» Exercise:
Could you write out every record below exactly, leaving out any pictures?

» Dataset extract:
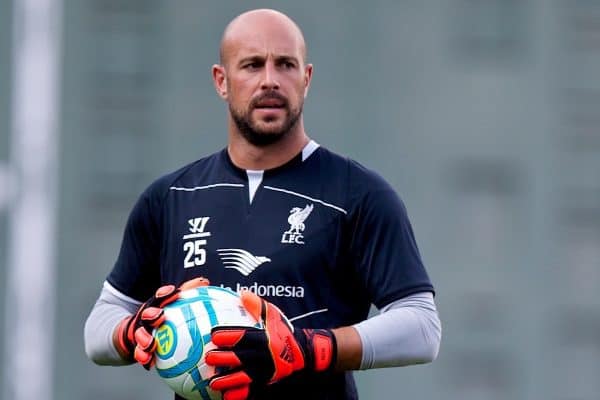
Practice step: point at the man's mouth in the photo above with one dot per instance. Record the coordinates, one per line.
(270, 102)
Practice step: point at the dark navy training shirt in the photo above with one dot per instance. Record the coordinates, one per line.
(323, 238)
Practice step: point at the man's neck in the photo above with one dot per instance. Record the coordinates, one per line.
(248, 156)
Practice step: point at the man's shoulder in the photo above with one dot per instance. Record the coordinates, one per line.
(357, 174)
(195, 173)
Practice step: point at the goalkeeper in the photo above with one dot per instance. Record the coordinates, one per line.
(311, 239)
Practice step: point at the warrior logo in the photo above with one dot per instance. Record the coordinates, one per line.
(296, 220)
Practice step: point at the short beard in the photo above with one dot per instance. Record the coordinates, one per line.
(261, 138)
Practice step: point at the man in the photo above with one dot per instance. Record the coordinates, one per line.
(314, 234)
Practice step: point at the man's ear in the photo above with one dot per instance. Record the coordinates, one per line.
(308, 70)
(220, 80)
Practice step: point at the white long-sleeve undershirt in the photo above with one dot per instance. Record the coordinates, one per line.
(407, 331)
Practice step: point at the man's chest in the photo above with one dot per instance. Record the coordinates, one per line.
(280, 243)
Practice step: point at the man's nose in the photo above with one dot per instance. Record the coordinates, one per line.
(270, 79)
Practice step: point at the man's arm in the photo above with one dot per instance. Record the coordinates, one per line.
(110, 309)
(407, 331)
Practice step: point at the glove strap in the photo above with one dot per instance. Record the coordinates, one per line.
(320, 348)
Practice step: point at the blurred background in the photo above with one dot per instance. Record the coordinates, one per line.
(483, 114)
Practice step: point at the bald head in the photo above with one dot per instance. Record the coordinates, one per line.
(259, 26)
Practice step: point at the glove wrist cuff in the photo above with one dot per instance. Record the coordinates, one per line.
(320, 348)
(124, 346)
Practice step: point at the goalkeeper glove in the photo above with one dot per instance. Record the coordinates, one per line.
(257, 357)
(133, 337)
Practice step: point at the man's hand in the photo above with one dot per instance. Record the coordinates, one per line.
(257, 357)
(133, 336)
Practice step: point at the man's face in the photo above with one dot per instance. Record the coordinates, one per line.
(266, 81)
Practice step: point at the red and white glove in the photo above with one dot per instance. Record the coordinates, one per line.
(133, 335)
(256, 357)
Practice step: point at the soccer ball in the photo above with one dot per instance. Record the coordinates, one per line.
(184, 338)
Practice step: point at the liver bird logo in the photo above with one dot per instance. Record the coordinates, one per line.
(297, 217)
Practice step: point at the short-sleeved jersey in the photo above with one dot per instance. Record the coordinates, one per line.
(323, 238)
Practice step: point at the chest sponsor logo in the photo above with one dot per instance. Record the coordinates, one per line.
(241, 260)
(194, 242)
(296, 220)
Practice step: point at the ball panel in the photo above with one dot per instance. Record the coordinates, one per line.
(184, 338)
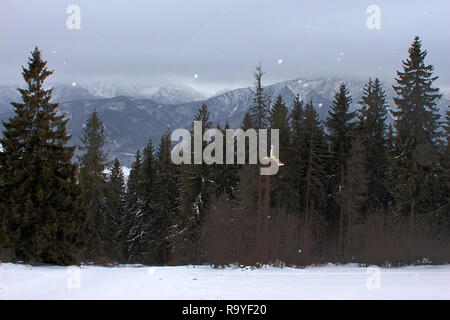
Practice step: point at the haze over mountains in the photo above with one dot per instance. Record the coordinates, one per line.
(133, 114)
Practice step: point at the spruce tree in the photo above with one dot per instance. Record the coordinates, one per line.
(141, 231)
(92, 178)
(40, 201)
(296, 170)
(129, 227)
(416, 135)
(341, 127)
(279, 119)
(165, 202)
(355, 193)
(261, 105)
(372, 131)
(115, 208)
(313, 166)
(197, 187)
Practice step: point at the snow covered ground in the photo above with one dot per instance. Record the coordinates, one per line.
(203, 282)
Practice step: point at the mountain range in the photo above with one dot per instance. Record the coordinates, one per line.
(134, 114)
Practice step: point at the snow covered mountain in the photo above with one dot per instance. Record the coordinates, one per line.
(132, 118)
(165, 94)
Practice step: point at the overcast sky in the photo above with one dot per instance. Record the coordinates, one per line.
(215, 44)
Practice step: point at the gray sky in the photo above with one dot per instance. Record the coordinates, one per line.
(220, 41)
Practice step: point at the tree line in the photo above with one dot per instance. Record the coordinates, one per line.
(352, 188)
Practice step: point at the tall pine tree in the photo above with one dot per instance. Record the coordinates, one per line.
(416, 135)
(41, 211)
(92, 178)
(341, 127)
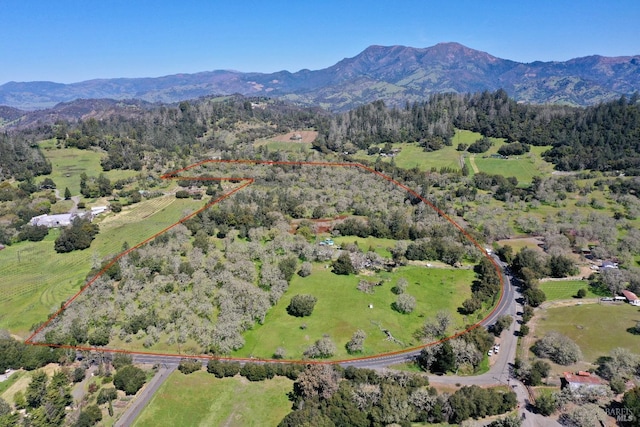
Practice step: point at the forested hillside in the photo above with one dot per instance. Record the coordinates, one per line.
(603, 138)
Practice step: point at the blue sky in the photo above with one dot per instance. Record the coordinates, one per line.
(71, 40)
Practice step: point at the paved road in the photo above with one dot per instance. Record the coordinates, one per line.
(499, 373)
(138, 404)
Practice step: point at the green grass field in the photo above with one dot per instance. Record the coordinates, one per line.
(565, 289)
(200, 399)
(292, 147)
(342, 309)
(524, 168)
(380, 246)
(596, 328)
(36, 279)
(69, 163)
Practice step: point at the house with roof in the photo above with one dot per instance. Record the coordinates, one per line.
(52, 221)
(583, 380)
(59, 220)
(631, 297)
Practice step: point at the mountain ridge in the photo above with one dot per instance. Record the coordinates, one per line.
(396, 74)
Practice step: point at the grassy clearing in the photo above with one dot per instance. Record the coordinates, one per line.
(217, 402)
(69, 163)
(596, 328)
(291, 147)
(36, 279)
(524, 168)
(520, 243)
(342, 309)
(565, 289)
(380, 246)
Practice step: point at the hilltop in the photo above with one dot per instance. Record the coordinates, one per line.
(395, 74)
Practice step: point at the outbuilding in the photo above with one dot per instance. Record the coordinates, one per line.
(631, 297)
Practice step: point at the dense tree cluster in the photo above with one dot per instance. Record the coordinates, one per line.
(20, 156)
(78, 235)
(559, 348)
(15, 355)
(129, 379)
(601, 137)
(301, 305)
(361, 397)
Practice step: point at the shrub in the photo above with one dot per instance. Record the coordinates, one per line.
(343, 265)
(321, 349)
(558, 348)
(223, 369)
(188, 366)
(501, 324)
(356, 344)
(106, 395)
(129, 379)
(256, 371)
(405, 303)
(121, 359)
(301, 305)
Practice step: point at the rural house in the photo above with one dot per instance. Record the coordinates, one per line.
(631, 297)
(583, 379)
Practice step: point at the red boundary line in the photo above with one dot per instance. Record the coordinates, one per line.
(247, 182)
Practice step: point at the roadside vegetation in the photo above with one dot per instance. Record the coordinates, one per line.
(552, 190)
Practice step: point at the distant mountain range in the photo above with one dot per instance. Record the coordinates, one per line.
(395, 74)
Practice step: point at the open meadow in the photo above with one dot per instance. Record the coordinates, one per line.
(69, 163)
(596, 328)
(286, 143)
(341, 309)
(201, 399)
(566, 289)
(524, 167)
(36, 279)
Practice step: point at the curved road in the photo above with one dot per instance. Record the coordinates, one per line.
(499, 373)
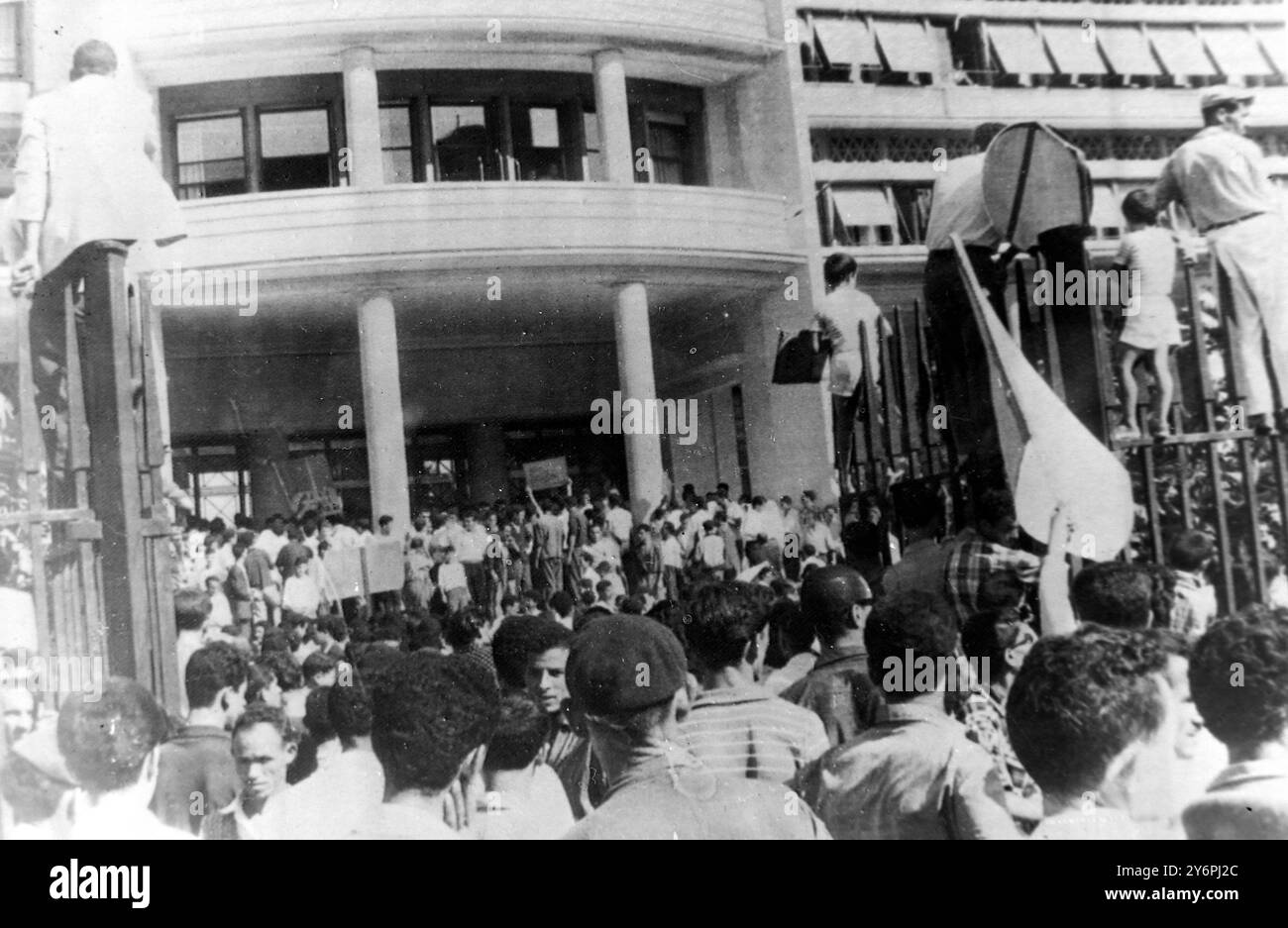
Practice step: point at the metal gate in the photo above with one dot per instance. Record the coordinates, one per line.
(91, 458)
(1212, 472)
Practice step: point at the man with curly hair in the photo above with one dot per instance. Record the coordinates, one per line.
(1239, 678)
(112, 751)
(1093, 720)
(913, 773)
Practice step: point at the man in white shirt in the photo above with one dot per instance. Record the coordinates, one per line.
(343, 536)
(524, 800)
(265, 746)
(957, 206)
(343, 794)
(271, 538)
(111, 746)
(1220, 176)
(472, 545)
(17, 613)
(618, 519)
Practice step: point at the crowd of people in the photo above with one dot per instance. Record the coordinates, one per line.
(781, 690)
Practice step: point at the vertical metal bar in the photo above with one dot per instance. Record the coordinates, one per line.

» Exercise response:
Practice step: point at the man's mouth in the photo above with one dot per instance. Record the coordinates, one per line.
(270, 102)
Practice step: point at the dark navy training shirt in the photo above with one dot per instance. Record the coordinates, one per line.
(323, 238)
Practice step: point at the man's neck in the photo above with one dot per instance. Record the coordinates, one per line.
(248, 156)
Practice step: point at the man's shoulder in the photo above with one dot per instance. Record the coordinates, one per line.
(357, 174)
(195, 173)
Practice step: point at the goalkeeper in the photo above with one dot per instance. Record the coordinates, one per line.
(311, 239)
Practice step: point at the warrior logo in the photo above with one dot per instance. Record the coordinates, one per line.
(296, 220)
Practice step: point at the short beard in the photo above with one dot per instance. Record the coordinates, one per line.
(261, 138)
Practice step: point at the man in the photo above with one dot per instance. Record the coordinates, one per line.
(314, 234)
Practice step: point at the man's ear in the photo above with one dot per instance. Record the coordinates, one per line.
(308, 70)
(220, 80)
Practice step: point at the white long-sleeve undershirt in the photo above with one dot per instance. Record the coordinates, one per line.
(407, 331)
Practice step: point at the man's chest in the photo above with one dot per instance. Record the coordinates, one per line.
(280, 243)
Practice step: point at the man's nose in the photo above with one dot per instance. Record the coordinates, one per line.
(270, 79)
Practice step: point at the man's arm in the photo above with one dot per instance. Record the coordinates, one per line.
(110, 309)
(407, 331)
Practice step: point at the glove strap in the photo above with one dot per instance. Record the coordinates, one per line.
(320, 348)
Practice step: point at the blurred background in the photo above with one dot per instance. Record the coordinates, one per line.
(483, 114)
Practice step: point at the bald head in the photo above with one dot per instance. Record the coordinates, one per line.
(259, 26)
Practice step: point at the glove wrist cuff in the photo above with one dot per instance. Record the coordinates, one per line.
(320, 348)
(124, 346)
Practice step: point at the goalkeeper glove in the photo above with one dot per instance. Record the coordinates, one per line.
(257, 357)
(133, 337)
Practice step: point at the man's hand in the photo above with one dot per instance. Record the coordinates, one per line.
(257, 357)
(133, 336)
Practice step: point at the man's face in the photo above with one dot per instance. Record the coordinates, one per line.
(266, 81)
Practice step: point at the red and white glove in the photo above with one dot per instance. Record the coordinates, one per line.
(133, 335)
(256, 357)
Practice step: point at the soccer ball in the photo above with one dot per instance. Record the coordinates, one per line.
(184, 338)
Practice step: point at the liver bird logo in the photo above with one dot per instance. Record the coordinates, one per line.
(297, 217)
Practice step: point at the short-sleeved jersey in the photo above with one dot per instance. Record the coordinates, one per line.
(323, 238)
Practice step: point at the chest sponsor logo in the photo above with one dot per instance. Record the coordinates, one per line.
(241, 260)
(194, 242)
(296, 220)
Practice step: point at the ball panel in the photo above with one dot per instance. Record the coordinates, one per line.
(184, 338)
Practice step: point at the haze over mountains in the photo above with one dot per instance. Record the coordinates, one per line.
(133, 114)
Practice step: point at the spruce tree in the photo above with one dot per instance. Record the coordinates, one per line.
(141, 231)
(92, 178)
(40, 201)
(296, 170)
(129, 227)
(416, 135)
(341, 127)
(279, 119)
(165, 202)
(355, 193)
(261, 105)
(372, 131)
(115, 208)
(313, 166)
(197, 187)
Practice step: point at the snow covered ground in the photo above with one dot per instance. Record the coordinates, one per line.
(203, 282)
Practice step: point at the mountain range in the photo above with one dot per instance. Record the coordinates, one per line.
(134, 114)
Practice step: point at the snow covered mountain in the photo above with one dot per instance. Record the coordinates, one per line.
(132, 118)
(165, 94)
Practice step: point at the overcast sky in the photo above with one dot per instance. Record the coordinates, one per line.
(215, 44)
Practice step: point at the gray sky in the photo above with one dot per instance. Record the coordinates, one per line.
(220, 41)
Practice step: point at the tree line in the photo above with one dot per instance. Record the coordinates, one per line.
(352, 188)
Practice step: point at the tall pine tree in the photo above with one dot per instance. Record the coordinates, one per line.
(416, 135)
(41, 211)
(92, 178)
(341, 127)
Practice step: point at the forested hillside in the photo above with one dot per instance. Record the coordinates, one per line.
(603, 138)
Practice step: point at the blue sky in the photo above with one dot per instance. Record the coordinates, one per line.
(71, 40)
Practice step: point at the paved road in the photo above with one dot per instance. Record the coordinates, one per line.
(499, 373)
(138, 404)
Practice step: point at the green grass field in the photo above with one dot per instance. Record the coordinates, one per line.
(565, 289)
(200, 399)
(292, 147)
(342, 309)
(524, 168)
(380, 246)
(596, 328)
(36, 279)
(69, 163)
Practice step: point at the house with roof in the photo above with one dot per instance. Record the coordinates, one per line.
(52, 221)
(583, 380)
(59, 220)
(631, 297)
Practice step: point at the mountain ridge in the photo above with one dot per instance. Record the coordinates, one per line.
(396, 74)
Practice step: point at the grassy clearing in the photo above with one dot per instance. Record the coordinates, one per line.
(217, 402)
(69, 163)
(596, 328)
(291, 147)
(36, 279)
(524, 168)
(520, 243)
(342, 309)
(565, 289)
(380, 246)
Practice step: point at the hilltop in the photo above with one dot per instance. Record the coordinates, one per line.
(395, 74)
Practice step: point at the outbuilding in the photo above with one dot per instance. Record the coordinates, one per line.
(631, 297)
Practice step: point at the dense tree cluster in the photo above with one dot per instance. Record the coordinates, one per line.
(20, 156)
(78, 235)
(559, 348)
(15, 355)
(129, 379)
(601, 137)
(301, 305)
(361, 397)
Practice step: point at the shrub in the photo above with one dot per instance. Record the coordinates, one per line.
(343, 265)
(321, 349)
(558, 348)
(223, 369)
(188, 366)
(501, 324)
(356, 344)
(106, 395)
(129, 379)
(256, 371)
(405, 303)
(121, 359)
(301, 305)
Practice step: point at the rural house in the photo above with one dot per instance. Record the coordinates, one per line.
(631, 297)
(583, 379)
Practice step: point at the red boundary line in the photo above with one dot per instance. Record the coordinates, one per line.
(247, 182)
Practice step: point at the roadside vegetation in the photo above with one dot per instance. Record the coordinates, one per line.
(552, 190)
Practice step: point at the distant mountain range in the photo above with one dot per instance. Record the coordinates, one per line.
(395, 74)
Practice step: point at the open meadow in the photo above with one dot per instance. Record the coordinates, one per line.
(69, 163)
(596, 328)
(286, 143)
(341, 309)
(201, 399)
(566, 289)
(524, 167)
(36, 279)
Practice step: point at the curved road in the photo above with one dot per instance. Record the coordinates, one per line.
(499, 373)
Practice step: point at the metal gate in the photo above with one dot per instance. Record the coordinates, one per line.
(91, 458)
(1212, 472)
Practice step: point at the man with curly hair in the photo above with one dot per instance. Record the coordinates, one per line.
(1239, 678)
(112, 751)
(1093, 720)
(913, 773)
Practice step: point at the man in white shirt in the photo above with one dot per instance. Record the coordinates, one per line.
(343, 536)
(524, 800)
(265, 746)
(957, 206)
(343, 794)
(271, 538)
(111, 746)
(1220, 176)
(472, 545)
(17, 613)
(618, 519)
Practice step: point at the crowd of people in the photo above with one dot per instance. Record the coordinates, one per line.
(781, 690)
Practice step: point at the vertical metal bar in the photo above with one dot per instance. Record the coordinates, one per line.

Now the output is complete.